- [Exercise task]: Write out each of the following lines word for word, without changing anything.

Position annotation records

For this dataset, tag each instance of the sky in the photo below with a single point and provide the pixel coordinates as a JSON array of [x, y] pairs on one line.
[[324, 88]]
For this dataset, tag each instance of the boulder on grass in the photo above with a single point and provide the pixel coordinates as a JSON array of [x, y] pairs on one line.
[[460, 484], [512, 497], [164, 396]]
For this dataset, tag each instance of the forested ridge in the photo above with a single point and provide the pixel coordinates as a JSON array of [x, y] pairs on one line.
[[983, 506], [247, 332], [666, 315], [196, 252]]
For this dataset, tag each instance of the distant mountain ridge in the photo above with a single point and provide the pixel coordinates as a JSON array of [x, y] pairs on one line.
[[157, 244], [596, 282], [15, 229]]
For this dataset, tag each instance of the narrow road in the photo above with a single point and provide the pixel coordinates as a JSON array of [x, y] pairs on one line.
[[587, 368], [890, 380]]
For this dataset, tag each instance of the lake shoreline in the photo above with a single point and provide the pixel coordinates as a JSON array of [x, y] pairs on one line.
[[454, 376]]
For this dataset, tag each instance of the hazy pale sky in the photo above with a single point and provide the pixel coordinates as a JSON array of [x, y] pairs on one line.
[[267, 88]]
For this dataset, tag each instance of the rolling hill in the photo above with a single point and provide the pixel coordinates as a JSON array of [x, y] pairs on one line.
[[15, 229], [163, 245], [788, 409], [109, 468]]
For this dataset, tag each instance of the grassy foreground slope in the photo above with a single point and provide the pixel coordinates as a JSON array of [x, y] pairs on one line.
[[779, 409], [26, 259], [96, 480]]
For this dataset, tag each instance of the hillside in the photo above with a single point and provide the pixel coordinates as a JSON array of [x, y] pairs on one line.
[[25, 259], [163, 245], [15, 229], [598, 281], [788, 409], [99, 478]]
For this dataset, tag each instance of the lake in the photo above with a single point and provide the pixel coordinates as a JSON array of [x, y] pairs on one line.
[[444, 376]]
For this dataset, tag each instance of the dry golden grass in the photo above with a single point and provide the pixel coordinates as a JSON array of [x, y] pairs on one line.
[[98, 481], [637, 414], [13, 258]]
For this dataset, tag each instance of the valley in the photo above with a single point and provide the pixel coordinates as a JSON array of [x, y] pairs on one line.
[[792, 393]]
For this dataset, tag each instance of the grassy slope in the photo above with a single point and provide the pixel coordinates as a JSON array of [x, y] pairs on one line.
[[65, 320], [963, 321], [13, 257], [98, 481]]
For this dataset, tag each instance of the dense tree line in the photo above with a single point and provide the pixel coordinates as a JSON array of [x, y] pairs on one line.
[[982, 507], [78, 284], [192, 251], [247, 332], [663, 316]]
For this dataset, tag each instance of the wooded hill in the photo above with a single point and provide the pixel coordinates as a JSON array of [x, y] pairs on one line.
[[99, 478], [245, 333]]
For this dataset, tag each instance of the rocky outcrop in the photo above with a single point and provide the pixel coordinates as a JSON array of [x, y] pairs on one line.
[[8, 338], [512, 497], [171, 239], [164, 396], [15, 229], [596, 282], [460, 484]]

- [The output]:
For this dataset, tag each instance of the sky in the photo below with a single point and provide the pixel coordinates as a JSON array of [x, y] pairs on one line.
[[324, 88]]
For this dataset, tag each instance of the boulder on grass in the photo above with a single point and provide the pixel coordinates as a JSON array of [x, y] pairs on one line.
[[460, 484], [512, 497], [164, 396]]
For this dataset, tag each instance of the forested ridge in the photo above with a single point and provide the pixel coordinates as a JSON array of [x, y] pairs on one line.
[[983, 506], [247, 332], [666, 315], [196, 252]]
For this dataset, tag each instance of the distant mountain ridge in the photo above with a single point and provide the pixel coordinates as a JSON array of [x, y] pairs on one line.
[[157, 244], [596, 282], [15, 229]]
For this dataset, tag each instance of the narrow road in the photo above with a single point and provide the pixel coordinates as a JSON array of [x, y] pairs on one line.
[[587, 368], [890, 380]]
For this dataset, tag each instance of the lake shoreline in the photo above with a single point and provide the pixel coordinates as a JSON array of [x, y] pairs on one line.
[[454, 376]]
For this dataset, tag each instance of the hazy pale sky in the photo above with a single point and provide the pixel coordinates as a JSON array of [x, y] pairs on one line.
[[267, 88]]
For this dataset, tag each instance of the rolling hill in the photo above with a single point and provide the pixel coordinates as a JSON array of [x, y] pairs on one line.
[[15, 229], [163, 245], [788, 409], [109, 468]]
For this dataset, tag each instance of the grassy foreground slope in the photo above with a single point and provide the pixel coordinates as a JSON array of [x, y] pairs on one line.
[[779, 409], [26, 259], [96, 480]]
For this dataset, tag each instance of the hillside in the photo above with a single point and provide the pixel coordinates as a JSON array of [x, y] pairs on one line.
[[25, 259], [163, 245], [15, 229], [598, 281], [788, 409], [99, 478]]
For this dataset, tag each instance of the lake in the photo above with a single point and provide the pixel coordinates as a JSON array of [x, y] pairs on one line.
[[444, 376]]
For this dataset, tag each instance of the dry golden grass in the photo above with a single point and provide the pixel coordinates as a JSON array of [x, y] pairs on one line.
[[98, 481], [637, 414], [13, 258]]
For this dataset, tag each instance of the valley in the photo above with a single point and provide the pixel coordinates as a JSON array of [x, y] pairs on one line.
[[792, 393]]
For this dataset, tag each instance of the grassy slope in the photo above with a single point and provide the pixel coordinates as a JSON array of [x, y] pairs on one line.
[[65, 320], [963, 321], [13, 257], [98, 481]]
For this dataset, tag each instance of the dense tree line in the photo above with a single point and provide the pixel coordinates as a JSON array of [x, y] pairs on one line.
[[982, 507], [78, 284], [192, 251], [247, 332], [663, 316]]
For this dataset, tag each instance of the wooded hill in the photo above with a single point and provide the pixel coordinates as a JSON array of [x, y] pairs on one line.
[[99, 478], [245, 333]]
For this dataset, tag each instance of the rocky outcrop in the photo above with a single point and provide the pixel coordinates as a JSON array of [x, y] pairs on one line.
[[8, 338], [512, 497], [171, 239], [164, 396], [15, 229], [596, 282], [460, 484]]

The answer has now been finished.